> THE REQUEST
Rewrite the listing below from its first line through the line with "column 633, row 486", putting "central" in place of each "innermost" and leaving everything else unchanged.
* * *
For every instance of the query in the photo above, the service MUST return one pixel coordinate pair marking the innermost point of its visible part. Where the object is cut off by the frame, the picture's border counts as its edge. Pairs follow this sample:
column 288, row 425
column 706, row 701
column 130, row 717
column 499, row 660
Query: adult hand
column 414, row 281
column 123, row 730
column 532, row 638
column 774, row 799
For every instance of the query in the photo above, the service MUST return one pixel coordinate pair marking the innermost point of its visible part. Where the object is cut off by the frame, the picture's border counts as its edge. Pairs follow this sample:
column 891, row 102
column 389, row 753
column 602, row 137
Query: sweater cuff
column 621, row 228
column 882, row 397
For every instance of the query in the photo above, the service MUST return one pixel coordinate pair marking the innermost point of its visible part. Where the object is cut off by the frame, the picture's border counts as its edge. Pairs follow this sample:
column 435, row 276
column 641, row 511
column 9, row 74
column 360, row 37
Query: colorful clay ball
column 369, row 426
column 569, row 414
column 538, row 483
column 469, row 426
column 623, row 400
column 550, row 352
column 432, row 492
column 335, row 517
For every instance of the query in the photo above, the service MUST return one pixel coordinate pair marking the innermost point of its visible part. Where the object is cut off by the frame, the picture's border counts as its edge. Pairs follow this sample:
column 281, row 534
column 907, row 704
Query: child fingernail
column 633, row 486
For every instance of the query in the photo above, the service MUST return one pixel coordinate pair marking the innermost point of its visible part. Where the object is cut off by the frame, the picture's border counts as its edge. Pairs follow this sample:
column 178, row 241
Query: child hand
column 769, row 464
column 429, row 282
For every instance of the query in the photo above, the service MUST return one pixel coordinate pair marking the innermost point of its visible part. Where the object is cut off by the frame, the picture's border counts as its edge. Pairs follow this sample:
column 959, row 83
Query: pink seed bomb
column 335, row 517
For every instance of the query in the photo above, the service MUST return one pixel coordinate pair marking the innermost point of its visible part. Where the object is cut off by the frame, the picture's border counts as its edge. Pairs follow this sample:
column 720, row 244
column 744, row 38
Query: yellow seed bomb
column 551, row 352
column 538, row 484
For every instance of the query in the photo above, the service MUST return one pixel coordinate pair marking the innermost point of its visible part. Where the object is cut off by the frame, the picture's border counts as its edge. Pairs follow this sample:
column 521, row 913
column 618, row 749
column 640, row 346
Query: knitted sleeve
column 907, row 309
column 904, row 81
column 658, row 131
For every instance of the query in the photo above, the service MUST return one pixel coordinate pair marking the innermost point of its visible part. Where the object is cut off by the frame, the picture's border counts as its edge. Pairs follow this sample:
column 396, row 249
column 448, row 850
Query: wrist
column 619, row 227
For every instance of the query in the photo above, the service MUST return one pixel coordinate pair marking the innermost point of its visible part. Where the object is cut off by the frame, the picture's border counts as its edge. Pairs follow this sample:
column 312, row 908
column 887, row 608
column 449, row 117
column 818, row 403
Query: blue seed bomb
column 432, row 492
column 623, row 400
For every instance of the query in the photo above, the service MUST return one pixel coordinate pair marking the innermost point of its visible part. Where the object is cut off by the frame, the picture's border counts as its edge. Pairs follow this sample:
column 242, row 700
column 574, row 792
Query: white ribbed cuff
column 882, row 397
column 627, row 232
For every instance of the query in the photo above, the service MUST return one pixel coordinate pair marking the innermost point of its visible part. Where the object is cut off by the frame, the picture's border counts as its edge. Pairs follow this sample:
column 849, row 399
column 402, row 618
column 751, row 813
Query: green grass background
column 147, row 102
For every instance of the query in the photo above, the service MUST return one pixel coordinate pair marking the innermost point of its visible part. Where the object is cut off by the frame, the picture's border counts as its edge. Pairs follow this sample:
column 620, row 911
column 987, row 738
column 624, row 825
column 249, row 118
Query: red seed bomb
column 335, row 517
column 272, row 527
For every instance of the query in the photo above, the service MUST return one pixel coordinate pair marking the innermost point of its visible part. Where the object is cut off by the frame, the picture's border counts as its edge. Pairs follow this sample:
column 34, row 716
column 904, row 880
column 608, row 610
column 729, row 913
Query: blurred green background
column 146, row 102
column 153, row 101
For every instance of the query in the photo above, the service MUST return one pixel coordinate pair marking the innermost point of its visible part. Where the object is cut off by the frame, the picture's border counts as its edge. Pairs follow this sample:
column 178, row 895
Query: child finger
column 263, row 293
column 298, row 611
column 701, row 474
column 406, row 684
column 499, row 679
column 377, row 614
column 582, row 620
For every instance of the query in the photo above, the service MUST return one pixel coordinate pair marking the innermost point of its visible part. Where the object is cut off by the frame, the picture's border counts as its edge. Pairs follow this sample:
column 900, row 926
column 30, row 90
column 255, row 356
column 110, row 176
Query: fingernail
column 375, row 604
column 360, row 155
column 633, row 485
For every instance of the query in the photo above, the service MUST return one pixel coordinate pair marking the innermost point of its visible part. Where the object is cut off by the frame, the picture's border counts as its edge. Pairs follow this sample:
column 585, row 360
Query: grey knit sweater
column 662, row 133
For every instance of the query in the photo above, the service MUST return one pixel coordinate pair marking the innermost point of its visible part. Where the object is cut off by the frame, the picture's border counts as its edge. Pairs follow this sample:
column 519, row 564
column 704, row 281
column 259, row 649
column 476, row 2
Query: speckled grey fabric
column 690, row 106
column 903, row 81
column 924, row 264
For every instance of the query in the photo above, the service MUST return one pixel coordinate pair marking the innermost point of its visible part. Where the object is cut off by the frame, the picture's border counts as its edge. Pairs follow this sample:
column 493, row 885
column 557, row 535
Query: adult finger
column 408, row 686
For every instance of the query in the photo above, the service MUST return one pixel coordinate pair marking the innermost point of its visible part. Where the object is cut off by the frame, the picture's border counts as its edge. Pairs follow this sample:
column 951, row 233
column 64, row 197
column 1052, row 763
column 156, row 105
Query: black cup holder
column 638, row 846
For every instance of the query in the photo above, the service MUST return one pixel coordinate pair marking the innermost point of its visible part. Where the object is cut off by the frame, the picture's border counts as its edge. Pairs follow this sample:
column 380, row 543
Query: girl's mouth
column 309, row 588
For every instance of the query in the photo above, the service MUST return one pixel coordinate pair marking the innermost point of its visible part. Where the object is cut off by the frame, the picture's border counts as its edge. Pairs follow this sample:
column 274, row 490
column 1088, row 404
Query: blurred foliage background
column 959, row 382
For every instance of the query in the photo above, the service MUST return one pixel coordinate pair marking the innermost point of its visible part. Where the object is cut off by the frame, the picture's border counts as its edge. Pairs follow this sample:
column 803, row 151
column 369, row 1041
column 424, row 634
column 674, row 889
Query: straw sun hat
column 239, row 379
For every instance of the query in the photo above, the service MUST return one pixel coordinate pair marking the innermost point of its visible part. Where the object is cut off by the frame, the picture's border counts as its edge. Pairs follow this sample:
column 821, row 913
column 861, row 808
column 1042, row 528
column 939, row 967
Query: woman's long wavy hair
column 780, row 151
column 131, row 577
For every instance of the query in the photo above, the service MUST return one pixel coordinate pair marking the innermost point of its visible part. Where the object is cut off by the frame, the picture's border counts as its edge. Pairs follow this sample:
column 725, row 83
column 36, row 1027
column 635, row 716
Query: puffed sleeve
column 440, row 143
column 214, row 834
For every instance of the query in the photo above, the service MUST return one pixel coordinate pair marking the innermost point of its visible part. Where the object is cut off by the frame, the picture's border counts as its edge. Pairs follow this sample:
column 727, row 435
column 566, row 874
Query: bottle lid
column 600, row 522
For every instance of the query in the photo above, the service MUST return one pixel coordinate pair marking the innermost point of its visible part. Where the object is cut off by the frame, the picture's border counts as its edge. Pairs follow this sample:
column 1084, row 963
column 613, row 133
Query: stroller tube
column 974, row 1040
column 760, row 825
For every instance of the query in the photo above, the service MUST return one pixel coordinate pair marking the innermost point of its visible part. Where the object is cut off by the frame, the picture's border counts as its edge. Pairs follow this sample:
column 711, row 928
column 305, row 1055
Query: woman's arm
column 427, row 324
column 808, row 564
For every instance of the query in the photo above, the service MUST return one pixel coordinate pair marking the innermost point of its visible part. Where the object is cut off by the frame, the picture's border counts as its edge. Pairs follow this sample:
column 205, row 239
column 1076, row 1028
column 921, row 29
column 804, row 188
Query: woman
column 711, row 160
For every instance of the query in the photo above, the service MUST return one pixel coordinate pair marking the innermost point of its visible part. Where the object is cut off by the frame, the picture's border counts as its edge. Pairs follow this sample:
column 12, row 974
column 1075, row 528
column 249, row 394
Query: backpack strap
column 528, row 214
* * *
> EXPECTED OUTPUT
For every instance of the query in the photo above, the service MUST return one pixel coordinate pair marking the central point of its visible part. Where the object is cut off by the frame, the picture's border counts as its edge. Pairs follow this sample:
column 288, row 425
column 706, row 701
column 130, row 717
column 499, row 660
Query: adult hand
column 414, row 281
column 123, row 730
column 532, row 638
column 774, row 799
For every instance of the query in the photo above, the service MUST return one pixel coordinate pair marking the central point of its visible part. Where the object is cut off by the frame, the picture's border counts as its edge. Pairs follow this sample:
column 891, row 102
column 389, row 753
column 602, row 137
Query: sweater cuff
column 621, row 228
column 882, row 397
For every instance of the query in the photo above, the service MUST return one pixel coordinate pair marking the central point of its visible part. Where the object is cut off by the frame, the picture's border counts as its edge. Pairs follow this sample:
column 435, row 276
column 641, row 511
column 9, row 74
column 360, row 37
Query: colorful clay ball
column 369, row 426
column 569, row 414
column 538, row 483
column 469, row 426
column 623, row 400
column 550, row 352
column 432, row 492
column 335, row 517
For every instance of the query in the photo above, the service MUST return one pixel coordinate pair marking the central point of its visible part. Where the object is cut off by the frame, the picture's border counts as its edge. Pairs follow this sample:
column 281, row 534
column 907, row 704
Query: child fingernail
column 633, row 486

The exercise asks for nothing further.